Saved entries
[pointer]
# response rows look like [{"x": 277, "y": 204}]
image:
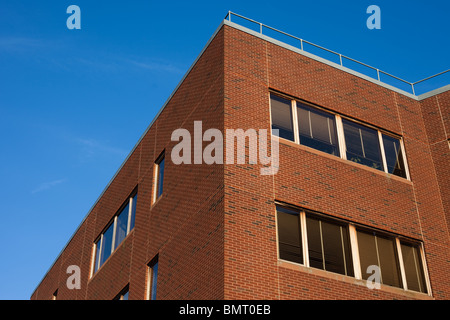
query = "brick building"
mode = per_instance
[{"x": 363, "y": 179}]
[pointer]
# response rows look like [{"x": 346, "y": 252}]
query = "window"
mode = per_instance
[
  {"x": 328, "y": 246},
  {"x": 289, "y": 235},
  {"x": 331, "y": 133},
  {"x": 317, "y": 129},
  {"x": 282, "y": 117},
  {"x": 318, "y": 241},
  {"x": 159, "y": 176},
  {"x": 123, "y": 295},
  {"x": 152, "y": 279},
  {"x": 394, "y": 156},
  {"x": 415, "y": 278},
  {"x": 379, "y": 251},
  {"x": 362, "y": 145},
  {"x": 119, "y": 227}
]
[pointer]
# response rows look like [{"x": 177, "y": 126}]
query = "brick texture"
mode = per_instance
[{"x": 214, "y": 227}]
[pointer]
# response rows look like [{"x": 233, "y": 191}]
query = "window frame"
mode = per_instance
[
  {"x": 98, "y": 242},
  {"x": 124, "y": 292},
  {"x": 151, "y": 277},
  {"x": 354, "y": 246},
  {"x": 338, "y": 120},
  {"x": 156, "y": 175}
]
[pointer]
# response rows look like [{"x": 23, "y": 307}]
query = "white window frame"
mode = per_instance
[
  {"x": 150, "y": 279},
  {"x": 95, "y": 266},
  {"x": 340, "y": 135},
  {"x": 354, "y": 248},
  {"x": 156, "y": 175}
]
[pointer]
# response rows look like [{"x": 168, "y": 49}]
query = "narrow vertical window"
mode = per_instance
[
  {"x": 281, "y": 111},
  {"x": 328, "y": 246},
  {"x": 152, "y": 278},
  {"x": 317, "y": 129},
  {"x": 379, "y": 251},
  {"x": 394, "y": 156},
  {"x": 121, "y": 226},
  {"x": 98, "y": 248},
  {"x": 362, "y": 145},
  {"x": 412, "y": 263},
  {"x": 133, "y": 212},
  {"x": 123, "y": 295},
  {"x": 106, "y": 248},
  {"x": 159, "y": 176},
  {"x": 289, "y": 235}
]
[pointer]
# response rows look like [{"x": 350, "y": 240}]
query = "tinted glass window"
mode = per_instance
[
  {"x": 160, "y": 178},
  {"x": 97, "y": 254},
  {"x": 367, "y": 252},
  {"x": 282, "y": 117},
  {"x": 379, "y": 251},
  {"x": 394, "y": 156},
  {"x": 388, "y": 262},
  {"x": 362, "y": 145},
  {"x": 413, "y": 268},
  {"x": 121, "y": 227},
  {"x": 289, "y": 235},
  {"x": 154, "y": 280},
  {"x": 133, "y": 212},
  {"x": 107, "y": 244},
  {"x": 328, "y": 246},
  {"x": 317, "y": 129}
]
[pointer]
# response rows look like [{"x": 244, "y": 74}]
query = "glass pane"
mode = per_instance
[
  {"x": 282, "y": 117},
  {"x": 317, "y": 129},
  {"x": 367, "y": 252},
  {"x": 121, "y": 229},
  {"x": 160, "y": 178},
  {"x": 133, "y": 212},
  {"x": 347, "y": 251},
  {"x": 332, "y": 247},
  {"x": 394, "y": 156},
  {"x": 154, "y": 281},
  {"x": 388, "y": 262},
  {"x": 362, "y": 145},
  {"x": 107, "y": 244},
  {"x": 289, "y": 235},
  {"x": 413, "y": 268},
  {"x": 314, "y": 243},
  {"x": 97, "y": 254}
]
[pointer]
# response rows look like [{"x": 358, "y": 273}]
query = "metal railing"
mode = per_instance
[{"x": 341, "y": 56}]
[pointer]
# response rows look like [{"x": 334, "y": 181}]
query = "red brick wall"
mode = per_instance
[
  {"x": 190, "y": 263},
  {"x": 214, "y": 227},
  {"x": 320, "y": 182}
]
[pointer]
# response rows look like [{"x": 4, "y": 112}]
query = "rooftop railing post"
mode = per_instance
[{"x": 412, "y": 84}]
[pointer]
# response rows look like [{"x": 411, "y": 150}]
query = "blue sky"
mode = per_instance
[{"x": 73, "y": 103}]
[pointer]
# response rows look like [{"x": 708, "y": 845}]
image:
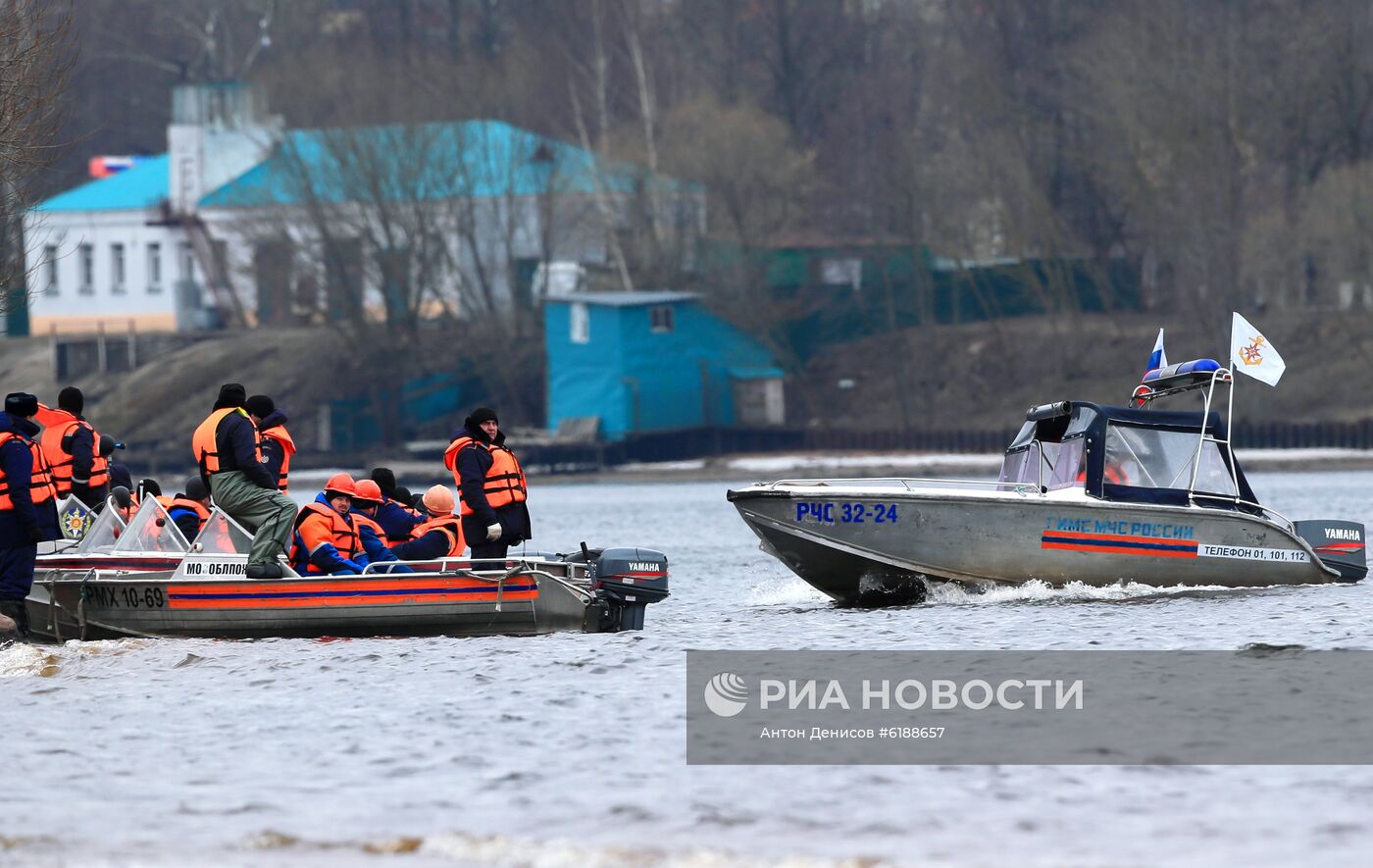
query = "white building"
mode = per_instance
[{"x": 243, "y": 220}]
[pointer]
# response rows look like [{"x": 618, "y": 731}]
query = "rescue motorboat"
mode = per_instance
[
  {"x": 1087, "y": 493},
  {"x": 143, "y": 579}
]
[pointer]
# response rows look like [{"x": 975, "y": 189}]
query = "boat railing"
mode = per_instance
[
  {"x": 913, "y": 483},
  {"x": 1240, "y": 501}
]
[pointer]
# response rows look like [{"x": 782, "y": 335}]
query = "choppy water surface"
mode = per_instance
[{"x": 569, "y": 750}]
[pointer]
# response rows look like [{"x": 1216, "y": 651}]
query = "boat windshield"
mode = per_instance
[
  {"x": 103, "y": 534},
  {"x": 1056, "y": 466},
  {"x": 151, "y": 531},
  {"x": 223, "y": 536},
  {"x": 1156, "y": 458}
]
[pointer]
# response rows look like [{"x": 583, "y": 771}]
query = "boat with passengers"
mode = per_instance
[
  {"x": 1087, "y": 493},
  {"x": 140, "y": 577}
]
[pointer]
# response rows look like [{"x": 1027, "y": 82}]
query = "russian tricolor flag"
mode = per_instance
[{"x": 1157, "y": 357}]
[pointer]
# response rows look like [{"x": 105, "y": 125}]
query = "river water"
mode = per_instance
[{"x": 569, "y": 750}]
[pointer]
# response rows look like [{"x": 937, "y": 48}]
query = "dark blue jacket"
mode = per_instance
[
  {"x": 430, "y": 547},
  {"x": 395, "y": 521},
  {"x": 17, "y": 525},
  {"x": 235, "y": 441}
]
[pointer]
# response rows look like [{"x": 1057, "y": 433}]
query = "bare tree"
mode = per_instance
[{"x": 34, "y": 59}]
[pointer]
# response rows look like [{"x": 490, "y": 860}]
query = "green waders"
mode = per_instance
[{"x": 267, "y": 513}]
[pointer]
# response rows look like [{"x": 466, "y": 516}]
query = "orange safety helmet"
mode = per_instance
[
  {"x": 439, "y": 500},
  {"x": 340, "y": 484},
  {"x": 368, "y": 490}
]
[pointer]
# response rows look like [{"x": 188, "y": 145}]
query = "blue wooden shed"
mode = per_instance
[{"x": 654, "y": 361}]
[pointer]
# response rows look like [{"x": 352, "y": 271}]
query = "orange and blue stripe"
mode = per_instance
[
  {"x": 1114, "y": 544},
  {"x": 345, "y": 593}
]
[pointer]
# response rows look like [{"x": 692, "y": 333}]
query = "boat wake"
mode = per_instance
[
  {"x": 24, "y": 661},
  {"x": 498, "y": 850},
  {"x": 950, "y": 593}
]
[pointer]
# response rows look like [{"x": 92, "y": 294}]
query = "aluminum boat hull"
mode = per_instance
[
  {"x": 143, "y": 596},
  {"x": 871, "y": 547}
]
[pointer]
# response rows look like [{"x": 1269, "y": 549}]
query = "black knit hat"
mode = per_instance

◆ **TASK OBJECTIVE**
Each line above is to be repeated exactly as written; no picture is carried over.

◆ **SOLUTION TO THIS EXERCISE**
[pointer]
# response rows look like [{"x": 277, "y": 204}]
image:
query = "brick building"
mode = per_instance
[{"x": 363, "y": 179}]
[pointer]
# response rows look like [{"x": 346, "y": 252}]
query = "window"
mode = per_instance
[
  {"x": 328, "y": 246},
  {"x": 289, "y": 235},
  {"x": 331, "y": 133},
  {"x": 317, "y": 129},
  {"x": 282, "y": 117},
  {"x": 318, "y": 241},
  {"x": 159, "y": 176},
  {"x": 123, "y": 295},
  {"x": 152, "y": 279},
  {"x": 394, "y": 156},
  {"x": 415, "y": 278},
  {"x": 379, "y": 251},
  {"x": 362, "y": 145},
  {"x": 119, "y": 227}
]
[pointer]
# response rows look like [{"x": 177, "y": 126}]
query = "brick texture"
mode = per_instance
[{"x": 214, "y": 227}]
[pointer]
# response rows look like [{"x": 233, "y": 191}]
query = "window frame"
mode = per_instance
[
  {"x": 98, "y": 242},
  {"x": 124, "y": 292},
  {"x": 151, "y": 277},
  {"x": 354, "y": 246},
  {"x": 338, "y": 120},
  {"x": 156, "y": 175}
]
[pointer]
# response rows look like [{"x": 23, "y": 307}]
query = "white window frame"
mode = per_instance
[
  {"x": 150, "y": 279},
  {"x": 95, "y": 266},
  {"x": 340, "y": 135},
  {"x": 354, "y": 248},
  {"x": 156, "y": 175}
]
[pointer]
# response rows look like [{"x": 168, "y": 49}]
query = "narrow vertical window"
mode = per_instance
[
  {"x": 281, "y": 111},
  {"x": 328, "y": 246},
  {"x": 152, "y": 278},
  {"x": 317, "y": 129},
  {"x": 379, "y": 251},
  {"x": 394, "y": 156},
  {"x": 121, "y": 226},
  {"x": 98, "y": 248},
  {"x": 362, "y": 145},
  {"x": 412, "y": 263},
  {"x": 133, "y": 212},
  {"x": 123, "y": 295},
  {"x": 106, "y": 248},
  {"x": 159, "y": 176},
  {"x": 289, "y": 235}
]
[pointer]
# response rows look like [{"x": 350, "y": 240}]
query = "tinted glass window"
mode = per_instance
[
  {"x": 160, "y": 178},
  {"x": 97, "y": 254},
  {"x": 367, "y": 252},
  {"x": 282, "y": 117},
  {"x": 379, "y": 251},
  {"x": 394, "y": 156},
  {"x": 388, "y": 262},
  {"x": 362, "y": 145},
  {"x": 413, "y": 268},
  {"x": 121, "y": 227},
  {"x": 289, "y": 235},
  {"x": 154, "y": 280},
  {"x": 133, "y": 212},
  {"x": 107, "y": 244},
  {"x": 328, "y": 246},
  {"x": 317, "y": 129}
]
[pointer]
# response rows look like [{"x": 244, "y": 74}]
query = "glass pane"
mode = per_instance
[
  {"x": 282, "y": 117},
  {"x": 317, "y": 129},
  {"x": 367, "y": 252},
  {"x": 121, "y": 229},
  {"x": 160, "y": 178},
  {"x": 133, "y": 212},
  {"x": 347, "y": 251},
  {"x": 332, "y": 247},
  {"x": 394, "y": 156},
  {"x": 154, "y": 281},
  {"x": 388, "y": 262},
  {"x": 362, "y": 145},
  {"x": 107, "y": 244},
  {"x": 289, "y": 235},
  {"x": 413, "y": 268},
  {"x": 314, "y": 243},
  {"x": 97, "y": 254}
]
[pointer]
# response rows look like [{"x": 358, "y": 273}]
query = "metal railing"
mode = per_instance
[{"x": 341, "y": 56}]
[pointer]
# response rows look like [{"x": 334, "y": 181}]
query = "red brick wall"
mode = per_instance
[
  {"x": 190, "y": 263},
  {"x": 214, "y": 227},
  {"x": 320, "y": 182}
]
[pointer]
# response rows look like [{"x": 4, "y": 112}]
query = "rooftop railing post"
mode = per_instance
[{"x": 412, "y": 84}]
[pointer]
# response rows look like [{"x": 411, "y": 150}]
query = "blue sky"
mode = per_instance
[{"x": 73, "y": 103}]
[pointer]
# response rows look like [{"x": 708, "y": 845}]
image:
query = "white building"
mode = per_instance
[{"x": 243, "y": 220}]
[pointer]
# response rows look like [{"x": 618, "y": 731}]
query = "rescue motorboat"
mode = per_instance
[
  {"x": 1087, "y": 493},
  {"x": 143, "y": 579}
]
[pointer]
# response rows look like [{"x": 975, "y": 189}]
query = "boat railing"
mode = per_instance
[
  {"x": 913, "y": 483},
  {"x": 1240, "y": 501}
]
[pointer]
# response rows look like [{"x": 782, "y": 335}]
query = "choppy water surface"
mode = per_instance
[{"x": 569, "y": 750}]
[pointer]
# response rows look like [{"x": 1216, "y": 651}]
query = "boat windshield"
mode = per_instance
[
  {"x": 103, "y": 534},
  {"x": 1056, "y": 466},
  {"x": 151, "y": 531},
  {"x": 223, "y": 536},
  {"x": 1156, "y": 458}
]
[pointer]
# response rows look like [{"x": 583, "y": 771}]
query = "boat with passengers"
mode = per_instance
[
  {"x": 1087, "y": 493},
  {"x": 140, "y": 577}
]
[pointer]
# response rows look like [{"x": 1027, "y": 82}]
query = "russian tricolor flag"
mode = per_instance
[{"x": 1157, "y": 357}]
[pointer]
# response rows look like [{"x": 105, "y": 125}]
query = "river water"
mode = per_instance
[{"x": 569, "y": 750}]
[pointer]
# response rows look like [{"x": 937, "y": 48}]
query = "dark blue jacket"
mode = per_instance
[
  {"x": 430, "y": 547},
  {"x": 395, "y": 521},
  {"x": 17, "y": 525},
  {"x": 235, "y": 441}
]
[pointer]
# response rows look like [{"x": 1057, "y": 433}]
query = "bare tree"
mode = per_instance
[{"x": 34, "y": 59}]
[pointer]
# response rows look like [{"x": 490, "y": 860}]
query = "green waders"
mode = per_instance
[{"x": 267, "y": 513}]
[pointer]
# response rows look like [{"x": 466, "y": 516}]
query = "orange safety helmet"
mode = per_instance
[
  {"x": 439, "y": 500},
  {"x": 340, "y": 484},
  {"x": 368, "y": 490}
]
[pointer]
# response rows look like [{"x": 188, "y": 145}]
query = "blue wooden shed"
mode = per_instance
[{"x": 654, "y": 361}]
[pointer]
# response rows look like [{"x": 352, "y": 271}]
query = "orange and blue stripe"
mode = per_instance
[
  {"x": 1114, "y": 544},
  {"x": 345, "y": 593}
]
[pointer]
# response rows look like [{"x": 692, "y": 333}]
query = "boat wake"
mode = per_instance
[
  {"x": 24, "y": 661},
  {"x": 498, "y": 850},
  {"x": 950, "y": 593}
]
[pointer]
# response rows look like [{"x": 92, "y": 294}]
query = "aluminum boat hull"
mode = per_instance
[
  {"x": 143, "y": 596},
  {"x": 871, "y": 547}
]
[pointer]
# response rows look like [{"x": 1269, "y": 549}]
query = "black knit hat"
mode = per_instance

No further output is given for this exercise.